Article | Marketing Letters | Forthcoming

To Groupon or Not to Groupon: The Profitability of Deep Discounts

by Benjamin Edelman, Sonia Jaffe and Scott Duke Kominers

Abstract

We examine the profitability and implications of online discount vouchers, a relatively new marketing tool that offers consumers large discounts when they prepay for participating firms' goods and services. Within a model of repeat experience good purchase, we examine two mechanisms by which a discount voucher service can benefit affiliated firms: price discrimination and advertising. For vouchers to provide successful price discrimination, the valuations of consumers who have access to vouchers must generally be lower than those of consumers who do not have access to vouchers. Offering vouchers tends to be more profitable for firms which are patient or relatively unknown, and for firms with low marginal costs. Extensions to our model accommodate the possibilities of multiple voucher purchases and firm price re-optimization. Despite the potential benefits of online discount vouchers to certain firms in certain circumstances, our analysis reveals the narrow conditions in which vouchers are likely to increase firm profits.

──────────

> Tasks
**1.** Answer these from the Groupon article abstract:
(a) Which journal is listed for the article?
(b) What two mechanisms does the model examine by which a discount voucher service can benefit affiliated firms?
(c) For which kinds of firms does offering vouchers tend to be more profitable?
**2.** Continue the Groupon article on online discount vouchers past its final sentence.

> Data shown

──────────

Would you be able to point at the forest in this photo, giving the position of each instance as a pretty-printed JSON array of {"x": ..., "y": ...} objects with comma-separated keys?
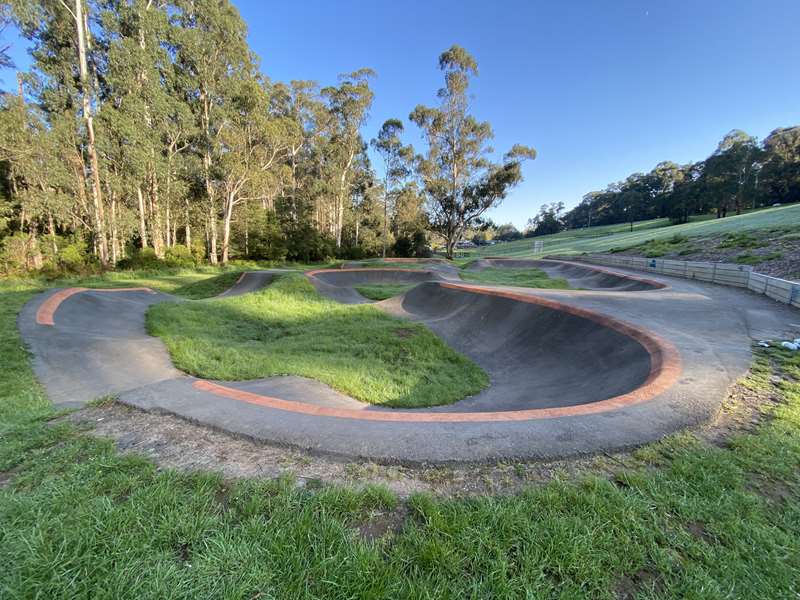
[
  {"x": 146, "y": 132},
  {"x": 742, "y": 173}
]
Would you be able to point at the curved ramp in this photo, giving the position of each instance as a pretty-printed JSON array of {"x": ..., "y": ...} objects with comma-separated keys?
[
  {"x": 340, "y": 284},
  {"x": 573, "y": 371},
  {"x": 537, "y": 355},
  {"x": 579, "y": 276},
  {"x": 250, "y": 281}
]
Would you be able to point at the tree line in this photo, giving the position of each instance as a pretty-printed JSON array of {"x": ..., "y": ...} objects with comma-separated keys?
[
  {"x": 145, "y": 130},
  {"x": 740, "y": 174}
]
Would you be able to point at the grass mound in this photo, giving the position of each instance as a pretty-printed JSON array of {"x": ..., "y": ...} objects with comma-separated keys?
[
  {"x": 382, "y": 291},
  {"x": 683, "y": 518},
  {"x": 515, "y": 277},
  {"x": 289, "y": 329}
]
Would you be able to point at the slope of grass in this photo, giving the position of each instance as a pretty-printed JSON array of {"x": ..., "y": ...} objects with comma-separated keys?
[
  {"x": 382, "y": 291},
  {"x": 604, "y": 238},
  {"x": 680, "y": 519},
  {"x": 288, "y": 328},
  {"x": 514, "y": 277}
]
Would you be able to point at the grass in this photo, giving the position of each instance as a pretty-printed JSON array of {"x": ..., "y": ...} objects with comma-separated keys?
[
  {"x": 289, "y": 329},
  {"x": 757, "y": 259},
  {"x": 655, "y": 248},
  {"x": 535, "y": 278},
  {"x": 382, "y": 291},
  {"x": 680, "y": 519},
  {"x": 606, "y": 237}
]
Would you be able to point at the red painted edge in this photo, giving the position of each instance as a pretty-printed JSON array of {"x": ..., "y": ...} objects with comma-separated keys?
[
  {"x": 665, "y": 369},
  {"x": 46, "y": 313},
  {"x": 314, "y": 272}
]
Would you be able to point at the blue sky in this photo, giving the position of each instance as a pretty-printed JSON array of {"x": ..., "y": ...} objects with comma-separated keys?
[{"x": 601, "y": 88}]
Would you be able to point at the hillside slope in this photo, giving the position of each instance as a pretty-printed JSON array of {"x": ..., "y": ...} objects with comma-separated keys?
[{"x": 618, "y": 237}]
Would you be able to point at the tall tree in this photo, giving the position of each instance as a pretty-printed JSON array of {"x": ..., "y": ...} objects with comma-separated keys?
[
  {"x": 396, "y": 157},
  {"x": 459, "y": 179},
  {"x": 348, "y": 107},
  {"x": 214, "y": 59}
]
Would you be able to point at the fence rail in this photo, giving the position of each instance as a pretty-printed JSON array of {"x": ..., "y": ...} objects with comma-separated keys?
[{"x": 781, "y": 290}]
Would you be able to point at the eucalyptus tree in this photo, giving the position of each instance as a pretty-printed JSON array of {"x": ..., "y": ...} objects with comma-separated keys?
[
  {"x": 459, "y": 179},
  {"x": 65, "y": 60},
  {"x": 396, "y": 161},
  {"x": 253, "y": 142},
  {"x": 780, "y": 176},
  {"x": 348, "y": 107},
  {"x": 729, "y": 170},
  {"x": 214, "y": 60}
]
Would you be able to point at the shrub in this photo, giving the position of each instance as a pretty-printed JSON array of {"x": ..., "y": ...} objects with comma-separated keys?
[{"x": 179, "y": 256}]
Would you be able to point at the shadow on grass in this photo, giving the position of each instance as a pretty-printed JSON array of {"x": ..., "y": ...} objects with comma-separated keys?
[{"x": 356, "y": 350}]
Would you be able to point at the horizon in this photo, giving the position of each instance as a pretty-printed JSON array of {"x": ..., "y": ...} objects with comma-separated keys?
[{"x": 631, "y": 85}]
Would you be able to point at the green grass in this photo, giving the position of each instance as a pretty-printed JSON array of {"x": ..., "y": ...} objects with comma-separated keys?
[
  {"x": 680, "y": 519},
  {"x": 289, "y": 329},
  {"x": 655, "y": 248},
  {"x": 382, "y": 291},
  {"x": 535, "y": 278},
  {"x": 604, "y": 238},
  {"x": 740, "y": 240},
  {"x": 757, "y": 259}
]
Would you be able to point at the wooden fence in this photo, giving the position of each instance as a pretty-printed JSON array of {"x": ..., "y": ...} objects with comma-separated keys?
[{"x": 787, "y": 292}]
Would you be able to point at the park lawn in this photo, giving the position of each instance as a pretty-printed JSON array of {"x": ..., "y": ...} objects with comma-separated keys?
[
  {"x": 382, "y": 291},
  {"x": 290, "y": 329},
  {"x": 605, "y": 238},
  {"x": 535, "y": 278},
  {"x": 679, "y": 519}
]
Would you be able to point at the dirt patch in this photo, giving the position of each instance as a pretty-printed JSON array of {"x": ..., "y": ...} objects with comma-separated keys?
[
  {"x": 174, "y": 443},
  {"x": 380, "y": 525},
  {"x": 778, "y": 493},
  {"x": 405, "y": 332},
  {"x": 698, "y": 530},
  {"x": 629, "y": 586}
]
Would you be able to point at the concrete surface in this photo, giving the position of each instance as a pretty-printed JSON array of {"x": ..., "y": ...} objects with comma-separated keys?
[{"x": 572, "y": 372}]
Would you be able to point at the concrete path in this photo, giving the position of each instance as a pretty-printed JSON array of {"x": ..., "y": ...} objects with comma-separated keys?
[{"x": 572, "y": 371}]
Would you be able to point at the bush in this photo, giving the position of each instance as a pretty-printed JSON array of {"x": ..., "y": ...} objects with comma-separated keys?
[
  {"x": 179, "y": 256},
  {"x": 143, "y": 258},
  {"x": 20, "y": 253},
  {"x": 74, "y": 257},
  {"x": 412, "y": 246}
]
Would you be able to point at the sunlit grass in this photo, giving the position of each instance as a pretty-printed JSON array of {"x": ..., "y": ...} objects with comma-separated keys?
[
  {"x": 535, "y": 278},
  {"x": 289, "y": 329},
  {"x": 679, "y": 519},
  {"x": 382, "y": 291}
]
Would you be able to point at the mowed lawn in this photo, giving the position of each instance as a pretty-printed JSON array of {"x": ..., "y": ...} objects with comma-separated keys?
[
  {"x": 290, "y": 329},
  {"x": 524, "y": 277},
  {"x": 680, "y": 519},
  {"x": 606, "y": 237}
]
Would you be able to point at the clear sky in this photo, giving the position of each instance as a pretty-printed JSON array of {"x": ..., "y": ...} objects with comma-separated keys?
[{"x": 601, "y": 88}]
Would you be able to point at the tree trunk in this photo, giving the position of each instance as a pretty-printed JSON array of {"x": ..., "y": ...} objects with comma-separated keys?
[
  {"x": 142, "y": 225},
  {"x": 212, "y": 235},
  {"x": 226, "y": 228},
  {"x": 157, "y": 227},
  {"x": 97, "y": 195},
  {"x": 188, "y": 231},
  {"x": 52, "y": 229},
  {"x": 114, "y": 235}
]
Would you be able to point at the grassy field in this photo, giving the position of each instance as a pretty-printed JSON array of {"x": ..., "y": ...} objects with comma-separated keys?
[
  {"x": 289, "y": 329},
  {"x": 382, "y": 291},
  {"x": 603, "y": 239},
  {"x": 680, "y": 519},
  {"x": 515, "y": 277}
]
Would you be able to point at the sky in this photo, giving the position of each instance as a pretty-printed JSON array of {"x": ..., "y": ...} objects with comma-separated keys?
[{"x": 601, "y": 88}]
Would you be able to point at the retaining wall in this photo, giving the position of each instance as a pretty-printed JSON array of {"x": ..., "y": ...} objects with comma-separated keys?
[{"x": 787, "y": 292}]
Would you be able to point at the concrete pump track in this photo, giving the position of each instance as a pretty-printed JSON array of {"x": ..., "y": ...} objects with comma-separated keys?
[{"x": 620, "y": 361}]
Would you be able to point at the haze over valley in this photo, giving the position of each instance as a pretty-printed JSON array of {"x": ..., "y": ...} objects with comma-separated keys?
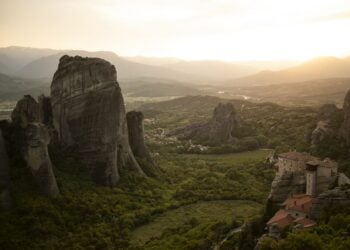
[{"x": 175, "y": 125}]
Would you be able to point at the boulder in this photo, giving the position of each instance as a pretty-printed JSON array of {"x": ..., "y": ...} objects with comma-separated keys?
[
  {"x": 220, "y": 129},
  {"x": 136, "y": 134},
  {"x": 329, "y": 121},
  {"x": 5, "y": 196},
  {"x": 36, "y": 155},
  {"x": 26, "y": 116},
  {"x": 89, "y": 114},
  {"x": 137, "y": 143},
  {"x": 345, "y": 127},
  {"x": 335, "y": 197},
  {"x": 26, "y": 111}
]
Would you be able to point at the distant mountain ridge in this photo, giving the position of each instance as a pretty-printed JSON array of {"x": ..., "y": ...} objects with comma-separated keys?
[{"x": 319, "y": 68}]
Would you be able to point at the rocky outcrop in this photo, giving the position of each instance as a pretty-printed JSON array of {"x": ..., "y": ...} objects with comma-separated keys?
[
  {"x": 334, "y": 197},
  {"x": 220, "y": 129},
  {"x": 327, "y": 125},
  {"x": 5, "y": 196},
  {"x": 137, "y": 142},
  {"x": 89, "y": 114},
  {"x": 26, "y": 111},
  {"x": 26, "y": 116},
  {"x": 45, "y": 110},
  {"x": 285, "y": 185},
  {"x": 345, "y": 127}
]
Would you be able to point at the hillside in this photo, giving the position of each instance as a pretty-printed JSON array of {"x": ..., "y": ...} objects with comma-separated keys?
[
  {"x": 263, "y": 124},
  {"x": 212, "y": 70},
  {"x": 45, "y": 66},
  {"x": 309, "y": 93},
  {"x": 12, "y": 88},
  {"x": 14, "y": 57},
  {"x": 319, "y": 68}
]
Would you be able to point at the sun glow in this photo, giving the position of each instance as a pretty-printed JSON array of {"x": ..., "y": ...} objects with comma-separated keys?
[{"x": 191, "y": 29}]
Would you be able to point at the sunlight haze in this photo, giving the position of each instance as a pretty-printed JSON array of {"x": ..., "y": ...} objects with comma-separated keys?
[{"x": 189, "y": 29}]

──────────

> Responses by item number
**1.**
(a) Marketing Letters
(b) Price discrimination and advertising
(c) Firms that are patient or relatively unknown, and firms with low marginal costs

**2.**
Keywords: voucher discounts; Groupon; experience goods; repeat purchase; Online Technology; Marketing Strategy; Marketing Communications;

Citation:

Edelman, Benjamin, Sonia Jaffe, and Scott Duke Kominers. "To Groupon or Not to Groupon: The Profitability of Deep Discounts." Marketing Letters (forthcoming). (First circulated in June 2011. Featured in Working Knowledge: Is Groupon Good for Retailers? Excerpted in HBR Blogs: To Groupon or Not To Groupon: New Research on Voucher Profitability.)